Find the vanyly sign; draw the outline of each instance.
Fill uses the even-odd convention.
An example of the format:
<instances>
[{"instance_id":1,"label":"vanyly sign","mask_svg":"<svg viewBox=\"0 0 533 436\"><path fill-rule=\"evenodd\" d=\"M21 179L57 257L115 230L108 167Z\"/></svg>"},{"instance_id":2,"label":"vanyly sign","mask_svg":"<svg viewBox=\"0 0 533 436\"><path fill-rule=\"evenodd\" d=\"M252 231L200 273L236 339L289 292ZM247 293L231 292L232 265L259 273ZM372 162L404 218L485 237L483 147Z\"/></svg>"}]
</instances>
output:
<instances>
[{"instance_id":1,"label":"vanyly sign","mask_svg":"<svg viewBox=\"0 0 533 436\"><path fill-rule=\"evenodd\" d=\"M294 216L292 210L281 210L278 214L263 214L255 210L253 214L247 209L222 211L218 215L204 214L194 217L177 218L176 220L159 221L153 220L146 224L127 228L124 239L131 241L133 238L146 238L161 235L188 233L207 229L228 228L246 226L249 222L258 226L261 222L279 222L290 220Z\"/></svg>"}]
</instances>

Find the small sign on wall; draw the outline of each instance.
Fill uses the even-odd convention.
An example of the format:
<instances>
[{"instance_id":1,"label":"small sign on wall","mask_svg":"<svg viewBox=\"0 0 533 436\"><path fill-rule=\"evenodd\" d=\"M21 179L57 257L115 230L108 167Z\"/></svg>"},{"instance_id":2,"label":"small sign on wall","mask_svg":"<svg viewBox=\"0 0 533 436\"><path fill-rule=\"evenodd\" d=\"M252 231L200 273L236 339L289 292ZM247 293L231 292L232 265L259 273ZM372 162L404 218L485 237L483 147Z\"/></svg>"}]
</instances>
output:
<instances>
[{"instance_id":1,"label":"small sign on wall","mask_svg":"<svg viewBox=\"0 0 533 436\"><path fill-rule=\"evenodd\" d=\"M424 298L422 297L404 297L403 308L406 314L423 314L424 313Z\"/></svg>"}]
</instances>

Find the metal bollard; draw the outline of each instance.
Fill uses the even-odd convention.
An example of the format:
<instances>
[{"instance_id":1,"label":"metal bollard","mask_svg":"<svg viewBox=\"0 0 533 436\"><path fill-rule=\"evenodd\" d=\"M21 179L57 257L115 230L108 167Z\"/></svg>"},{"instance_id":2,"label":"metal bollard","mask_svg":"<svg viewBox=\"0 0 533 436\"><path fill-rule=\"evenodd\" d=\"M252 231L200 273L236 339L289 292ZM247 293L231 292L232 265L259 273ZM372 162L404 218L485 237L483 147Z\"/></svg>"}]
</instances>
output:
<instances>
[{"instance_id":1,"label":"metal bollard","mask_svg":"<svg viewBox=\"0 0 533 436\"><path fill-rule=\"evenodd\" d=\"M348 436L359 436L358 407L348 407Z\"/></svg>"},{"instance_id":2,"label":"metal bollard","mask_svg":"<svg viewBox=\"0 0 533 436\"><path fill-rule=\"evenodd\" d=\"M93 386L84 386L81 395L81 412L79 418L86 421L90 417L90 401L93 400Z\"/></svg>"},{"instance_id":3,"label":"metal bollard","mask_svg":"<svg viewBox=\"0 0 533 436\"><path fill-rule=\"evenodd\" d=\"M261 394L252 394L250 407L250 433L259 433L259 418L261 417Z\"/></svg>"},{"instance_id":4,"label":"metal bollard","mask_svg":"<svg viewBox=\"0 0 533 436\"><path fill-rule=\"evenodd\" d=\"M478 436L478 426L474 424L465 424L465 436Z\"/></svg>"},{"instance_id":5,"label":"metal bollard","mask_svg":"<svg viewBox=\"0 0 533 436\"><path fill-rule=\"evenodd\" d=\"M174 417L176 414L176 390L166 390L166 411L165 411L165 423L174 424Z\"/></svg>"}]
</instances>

★ ★ ★ ★

_Written problem_
The records above should be restated word for word, please.

_Written response_
Find the vanyly sign; draw the outline of each instance.
Fill uses the even-odd convention.
An example of the format:
<instances>
[{"instance_id":1,"label":"vanyly sign","mask_svg":"<svg viewBox=\"0 0 533 436\"><path fill-rule=\"evenodd\" d=\"M21 179L57 257L115 230L108 167Z\"/></svg>"},{"instance_id":2,"label":"vanyly sign","mask_svg":"<svg viewBox=\"0 0 533 436\"><path fill-rule=\"evenodd\" d=\"M252 231L200 273L236 339L289 292ZM247 293L231 292L232 265L259 273ZM372 162L404 218L485 237L483 147Z\"/></svg>"}]
</instances>
output:
<instances>
[{"instance_id":1,"label":"vanyly sign","mask_svg":"<svg viewBox=\"0 0 533 436\"><path fill-rule=\"evenodd\" d=\"M294 216L292 210L281 210L278 214L263 214L255 210L253 214L247 209L222 211L218 215L204 214L194 217L177 218L176 220L159 221L153 220L146 224L127 228L124 239L131 241L133 238L146 238L161 235L188 233L207 229L228 228L246 226L249 222L258 226L261 222L279 222L290 220Z\"/></svg>"}]
</instances>

Find the small sign on wall; draw the outline of each instance.
Fill uses the even-odd convention.
An example of the format:
<instances>
[{"instance_id":1,"label":"small sign on wall","mask_svg":"<svg viewBox=\"0 0 533 436\"><path fill-rule=\"evenodd\" d=\"M21 179L57 257L115 230L108 167Z\"/></svg>"},{"instance_id":2,"label":"small sign on wall","mask_svg":"<svg viewBox=\"0 0 533 436\"><path fill-rule=\"evenodd\" d=\"M252 231L200 273L236 339L289 292ZM247 293L231 292L232 265L259 273ZM372 162L404 218L485 237L483 147Z\"/></svg>"}]
</instances>
output:
<instances>
[{"instance_id":1,"label":"small sign on wall","mask_svg":"<svg viewBox=\"0 0 533 436\"><path fill-rule=\"evenodd\" d=\"M424 298L422 297L404 297L403 308L406 314L423 314L424 313Z\"/></svg>"}]
</instances>

Find the metal bollard; draw the outline of each instance.
Fill uses the even-odd convention.
An example of the format:
<instances>
[{"instance_id":1,"label":"metal bollard","mask_svg":"<svg viewBox=\"0 0 533 436\"><path fill-rule=\"evenodd\" d=\"M21 179L57 257L115 230L108 167Z\"/></svg>"},{"instance_id":2,"label":"metal bollard","mask_svg":"<svg viewBox=\"0 0 533 436\"><path fill-rule=\"evenodd\" d=\"M252 231L200 273L236 339L289 292ZM247 293L231 292L232 265L259 273ZM372 162L404 218L485 237L483 147Z\"/></svg>"}]
</instances>
output:
<instances>
[{"instance_id":1,"label":"metal bollard","mask_svg":"<svg viewBox=\"0 0 533 436\"><path fill-rule=\"evenodd\" d=\"M348 436L359 436L358 407L348 407Z\"/></svg>"},{"instance_id":2,"label":"metal bollard","mask_svg":"<svg viewBox=\"0 0 533 436\"><path fill-rule=\"evenodd\" d=\"M93 386L84 386L81 395L81 412L79 418L86 421L90 417L90 401L93 400Z\"/></svg>"},{"instance_id":3,"label":"metal bollard","mask_svg":"<svg viewBox=\"0 0 533 436\"><path fill-rule=\"evenodd\" d=\"M261 394L252 394L250 407L250 433L259 433L259 418L261 417Z\"/></svg>"},{"instance_id":4,"label":"metal bollard","mask_svg":"<svg viewBox=\"0 0 533 436\"><path fill-rule=\"evenodd\" d=\"M478 436L478 426L474 424L465 424L465 436Z\"/></svg>"},{"instance_id":5,"label":"metal bollard","mask_svg":"<svg viewBox=\"0 0 533 436\"><path fill-rule=\"evenodd\" d=\"M174 417L176 414L176 390L166 390L166 411L165 411L165 423L174 424Z\"/></svg>"}]
</instances>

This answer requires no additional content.